# [PROVIDED PASSAGE]
At Great College Advice, our team of college admissions consultants has guided hundreds of student-athletes through every division of college sports, from NCAA Division I powerhouses to D3 programs. This guide compiles the questions our counselors recommend asking, informed by years of firsthand experience working with recruited athletes and their families.

Whether you are an NCAA Division I prospect, a Division III athlete seeking academic rigor, or considering the NAIA, these questions matter. Use them in any recruiting conversation with a coach.


Why the Right Questions Matter

High school athletes can be star-struck when recruited, especially by distant programs. This guide helps you regain control.

Jeanette Hadsell, senior admissions consultant at Great College Advice, says: “The recruiting process is a marathon, not a sprint. Families must research before meeting coaches. Without clear questions, you risk life-changing decisions based on incomplete information.”

One parent in our community put it well: after an MIT Track and Field coach contacted their student a week before the deadline, the family realized they lacked a framework to evaluate the opportunity. A prepared question list would have helped.

Signing with a college athletic program is a major commitment — you exchange athletic ability for education. Be thorough.


Questions to Ask About Your Athletic Role

Before you consider anything else, understand exactly where you fit in the program — not just in Year 1, but across all four years. Coaches recruit for positions they need to fill; make sure you know the full picture.

  • What position will I play on your team?
  • Have you personally watched me play, or have you reviewed my video highlights? Why do you think my skills fit your program?
  • Who are the current players competing at my position, and what skills do they have?
  • How many other recruits are you considering for my position this cycle?
  • Where do you see me fitting into the program in Year 1? Years 2, 3, and 4?
  • What is my realistic chance of earning playing time as a freshman?
  • Where do I rank on your list of recruits for this position?
  • Can I redshirt my first year? Under what circumstances do you typically redshirt players?
  • What are the annual physical requirements — training load, conditioning standards, weight expectations?
  • Will I receive a written scholarship agreement or tender?
  • What are your expectations of me as a player and as a person?

A redshirt year lets a student-athlete practice and attend classes without using a year of eligibility. This is common in football and some other sports although less so these days in the new era of NIL (Name, Image and Likeness). Clarifying whether this is part of the coach’s plan is essential. Redshirting affects your four-year trajectory in ways that may not be obvious on a visit.


Questions About NIL (Name, Image, and Likeness)

Since 2021, NCAA athletes have been able to earn money from their name, image, and likeness. NIL has reshaped recruiting, especially at Division I programs.

  • How has NIL impacted your recruiting process at this program?
  • Does your school have an NIL collective, and what opportunities might be available to athletes in my sport?
  • What guidance does the athletic department provide to help athletes navigate NIL deals?
  • Are there any NIL restrictions specific to your conference or institution I should know about?

# [DATA EXTRACT]
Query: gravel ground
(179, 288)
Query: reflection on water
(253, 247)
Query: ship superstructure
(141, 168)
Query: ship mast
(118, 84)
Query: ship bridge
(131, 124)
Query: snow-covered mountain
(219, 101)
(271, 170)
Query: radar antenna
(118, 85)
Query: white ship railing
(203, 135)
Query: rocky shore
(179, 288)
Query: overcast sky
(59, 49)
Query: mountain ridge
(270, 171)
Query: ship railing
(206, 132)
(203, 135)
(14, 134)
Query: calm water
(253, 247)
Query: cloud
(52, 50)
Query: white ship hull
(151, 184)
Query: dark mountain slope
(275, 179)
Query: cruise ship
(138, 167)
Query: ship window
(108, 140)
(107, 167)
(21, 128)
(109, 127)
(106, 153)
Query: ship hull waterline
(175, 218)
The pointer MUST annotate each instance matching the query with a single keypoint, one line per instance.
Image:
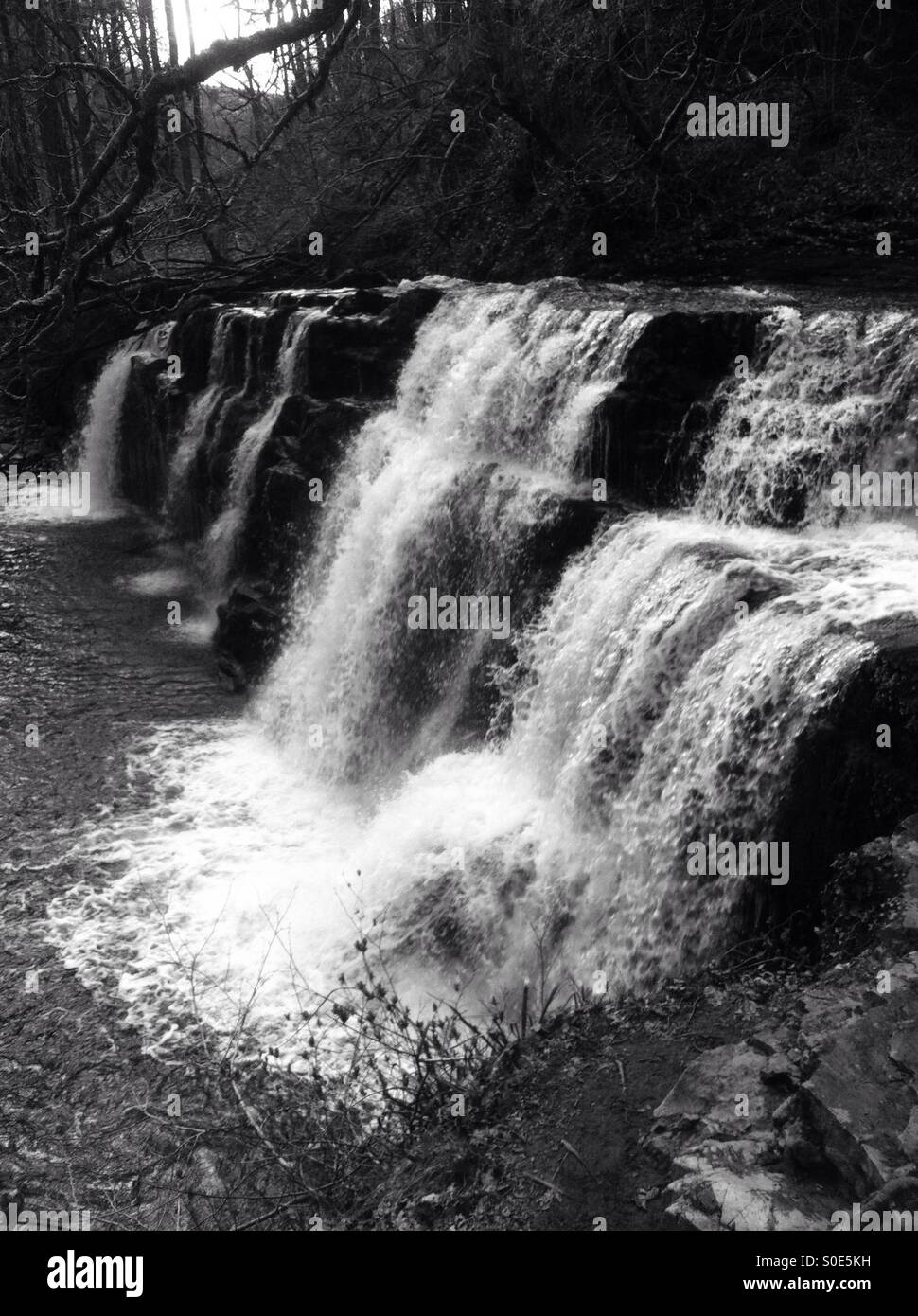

# [DIRECTIONS]
In one to three sentences, explain why the recruiting guide says it is essential to find out whether a redshirt year is part of the coach's plan. Answer using only the recruiting guide.

# [SOLUTION]
Redshirting affects a student-athlete's four-year trajectory in ways that may not be obvious on a visit. A redshirt year lets the athlete practice and attend classes without using a year of eligibility.